◆ **What is asked**: Recast the rows as a Markdown table with the columns Number and Line, one line per table row and blank lines left out. Begin at the line that contains "pixel 261 208." and stop after the line that contains "pixel 43 135".

◆ **Source records**:
* Begin *

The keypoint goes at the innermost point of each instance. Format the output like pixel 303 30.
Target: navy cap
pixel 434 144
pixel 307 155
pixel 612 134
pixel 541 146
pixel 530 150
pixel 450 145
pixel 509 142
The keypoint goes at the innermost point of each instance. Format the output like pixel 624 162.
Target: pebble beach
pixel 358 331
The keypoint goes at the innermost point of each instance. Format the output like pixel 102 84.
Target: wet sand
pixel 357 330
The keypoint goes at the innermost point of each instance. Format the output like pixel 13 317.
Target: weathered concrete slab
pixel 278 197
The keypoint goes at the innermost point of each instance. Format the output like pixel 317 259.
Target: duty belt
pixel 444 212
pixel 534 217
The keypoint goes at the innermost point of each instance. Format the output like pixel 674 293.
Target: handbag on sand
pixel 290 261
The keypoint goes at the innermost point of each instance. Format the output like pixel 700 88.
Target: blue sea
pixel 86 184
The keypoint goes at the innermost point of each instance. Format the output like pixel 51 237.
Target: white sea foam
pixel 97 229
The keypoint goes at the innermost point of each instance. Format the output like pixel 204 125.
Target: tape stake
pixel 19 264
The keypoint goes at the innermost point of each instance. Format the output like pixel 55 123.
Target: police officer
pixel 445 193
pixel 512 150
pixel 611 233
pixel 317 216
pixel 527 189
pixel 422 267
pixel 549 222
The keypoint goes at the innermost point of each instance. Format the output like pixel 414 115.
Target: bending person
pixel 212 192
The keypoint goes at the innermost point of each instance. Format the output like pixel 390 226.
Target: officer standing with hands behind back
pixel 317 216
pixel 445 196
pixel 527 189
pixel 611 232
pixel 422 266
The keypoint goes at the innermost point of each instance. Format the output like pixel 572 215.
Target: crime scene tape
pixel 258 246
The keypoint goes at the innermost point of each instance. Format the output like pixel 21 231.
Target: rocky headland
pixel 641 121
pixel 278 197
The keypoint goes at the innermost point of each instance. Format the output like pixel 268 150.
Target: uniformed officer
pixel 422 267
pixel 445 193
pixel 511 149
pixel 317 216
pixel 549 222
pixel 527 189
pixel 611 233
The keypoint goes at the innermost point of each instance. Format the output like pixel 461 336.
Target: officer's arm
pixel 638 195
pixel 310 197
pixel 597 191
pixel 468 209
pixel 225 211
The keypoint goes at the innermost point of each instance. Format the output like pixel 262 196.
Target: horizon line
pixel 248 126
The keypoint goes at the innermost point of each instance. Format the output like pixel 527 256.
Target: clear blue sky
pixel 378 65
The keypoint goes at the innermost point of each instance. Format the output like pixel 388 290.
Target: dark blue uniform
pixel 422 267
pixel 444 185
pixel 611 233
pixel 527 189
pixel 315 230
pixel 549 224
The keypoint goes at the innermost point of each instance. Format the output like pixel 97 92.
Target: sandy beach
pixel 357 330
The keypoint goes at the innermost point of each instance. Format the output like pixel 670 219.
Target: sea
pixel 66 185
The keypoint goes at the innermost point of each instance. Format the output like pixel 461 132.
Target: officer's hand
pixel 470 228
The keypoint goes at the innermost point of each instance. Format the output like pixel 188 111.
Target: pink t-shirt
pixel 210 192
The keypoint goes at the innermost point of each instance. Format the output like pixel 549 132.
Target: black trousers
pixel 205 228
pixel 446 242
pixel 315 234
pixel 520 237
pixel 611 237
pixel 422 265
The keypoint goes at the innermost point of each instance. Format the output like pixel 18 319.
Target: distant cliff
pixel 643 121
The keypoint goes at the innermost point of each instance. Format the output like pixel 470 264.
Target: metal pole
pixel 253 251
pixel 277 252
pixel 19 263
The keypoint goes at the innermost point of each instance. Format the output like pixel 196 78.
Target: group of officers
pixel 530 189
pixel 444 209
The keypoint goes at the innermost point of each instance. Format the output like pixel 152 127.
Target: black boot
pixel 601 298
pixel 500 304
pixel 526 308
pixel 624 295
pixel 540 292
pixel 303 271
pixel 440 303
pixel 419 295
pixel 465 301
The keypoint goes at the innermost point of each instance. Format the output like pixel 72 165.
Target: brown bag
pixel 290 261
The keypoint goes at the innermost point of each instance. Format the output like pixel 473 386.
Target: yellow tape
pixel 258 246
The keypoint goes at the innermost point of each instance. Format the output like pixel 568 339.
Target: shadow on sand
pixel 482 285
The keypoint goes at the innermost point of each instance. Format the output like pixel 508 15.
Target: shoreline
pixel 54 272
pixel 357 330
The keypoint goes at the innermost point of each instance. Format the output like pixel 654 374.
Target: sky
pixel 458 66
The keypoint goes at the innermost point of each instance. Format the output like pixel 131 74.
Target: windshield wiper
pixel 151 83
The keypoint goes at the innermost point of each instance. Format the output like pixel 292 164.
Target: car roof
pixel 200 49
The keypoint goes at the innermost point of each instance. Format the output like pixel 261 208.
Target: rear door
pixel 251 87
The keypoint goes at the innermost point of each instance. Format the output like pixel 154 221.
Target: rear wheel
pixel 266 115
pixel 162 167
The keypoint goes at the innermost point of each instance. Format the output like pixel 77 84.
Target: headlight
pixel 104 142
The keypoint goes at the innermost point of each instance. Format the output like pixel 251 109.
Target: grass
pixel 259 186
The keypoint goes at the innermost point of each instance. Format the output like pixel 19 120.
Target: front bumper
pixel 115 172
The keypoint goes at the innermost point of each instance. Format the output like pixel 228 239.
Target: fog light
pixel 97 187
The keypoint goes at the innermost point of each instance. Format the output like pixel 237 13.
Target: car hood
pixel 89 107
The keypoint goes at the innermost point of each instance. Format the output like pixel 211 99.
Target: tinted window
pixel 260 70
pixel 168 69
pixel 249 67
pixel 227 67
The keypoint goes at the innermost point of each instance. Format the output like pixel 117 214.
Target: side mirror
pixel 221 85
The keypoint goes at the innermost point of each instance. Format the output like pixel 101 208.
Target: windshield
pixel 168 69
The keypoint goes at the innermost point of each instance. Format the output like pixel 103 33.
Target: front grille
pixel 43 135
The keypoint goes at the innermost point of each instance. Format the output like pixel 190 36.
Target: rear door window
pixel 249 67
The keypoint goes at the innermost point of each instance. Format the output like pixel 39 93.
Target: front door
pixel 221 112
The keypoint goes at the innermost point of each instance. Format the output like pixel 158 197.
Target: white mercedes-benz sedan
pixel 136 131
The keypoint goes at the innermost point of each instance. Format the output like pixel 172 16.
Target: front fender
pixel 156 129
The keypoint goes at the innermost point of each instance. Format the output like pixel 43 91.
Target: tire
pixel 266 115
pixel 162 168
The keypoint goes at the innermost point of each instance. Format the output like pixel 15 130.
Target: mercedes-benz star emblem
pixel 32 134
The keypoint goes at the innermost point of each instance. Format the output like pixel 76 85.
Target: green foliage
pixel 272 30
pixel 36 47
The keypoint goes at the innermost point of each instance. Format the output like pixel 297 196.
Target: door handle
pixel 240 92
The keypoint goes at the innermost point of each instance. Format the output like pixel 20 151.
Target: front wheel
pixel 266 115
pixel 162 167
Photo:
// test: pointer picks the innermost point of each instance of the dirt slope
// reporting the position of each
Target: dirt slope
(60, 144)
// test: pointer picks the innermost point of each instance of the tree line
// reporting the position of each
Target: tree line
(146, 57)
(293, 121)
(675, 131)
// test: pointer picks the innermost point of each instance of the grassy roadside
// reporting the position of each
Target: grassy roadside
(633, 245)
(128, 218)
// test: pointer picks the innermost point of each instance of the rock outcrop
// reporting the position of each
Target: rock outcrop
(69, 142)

* End *

◆ **Response for this exercise**:
| Number | Line |
|---|---|
| 1 | The keypoint goes at the innermost point of each instance. Format the output like pixel 261 208. |
| 2 | Target: rear door |
| 3 | pixel 251 87 |
| 4 | The keypoint goes at the innermost point of each instance. Format the output like pixel 154 221. |
| 5 | Target: rear wheel |
| 6 | pixel 266 115 |
| 7 | pixel 162 167 |
| 8 | The keypoint goes at the innermost point of each instance. Format the output like pixel 77 84. |
| 9 | Target: headlight |
| 10 | pixel 104 142 |
| 11 | The keypoint goes at the innermost point of each instance. Format the output like pixel 251 109. |
| 12 | Target: grass |
| 13 | pixel 259 186 |
| 14 | The keypoint goes at the innermost point of each instance. Format the output like pixel 19 120. |
| 15 | Target: front bumper |
| 16 | pixel 115 172 |
| 17 | The keypoint goes at the innermost point of each instance. Format the output like pixel 228 239. |
| 18 | Target: fog light |
| 19 | pixel 97 187 |
| 20 | The keypoint goes at the innermost point of each instance. Format the output like pixel 237 13. |
| 21 | Target: car hood |
| 22 | pixel 89 107 |
| 23 | The keypoint goes at the innermost point of each instance. Format the output like pixel 211 99. |
| 24 | Target: tinted window |
| 25 | pixel 260 70 |
| 26 | pixel 168 69 |
| 27 | pixel 249 67 |
| 28 | pixel 227 67 |
| 29 | The keypoint goes at the innermost point of each instance. Format the output like pixel 117 214. |
| 30 | Target: side mirror |
| 31 | pixel 221 85 |
| 32 | The keypoint goes at the innermost point of each instance. Format the output like pixel 101 208. |
| 33 | Target: windshield |
| 34 | pixel 168 69 |
| 35 | The keypoint goes at the innermost point of each instance. Format the output like pixel 103 33. |
| 36 | Target: front grille |
| 37 | pixel 43 135 |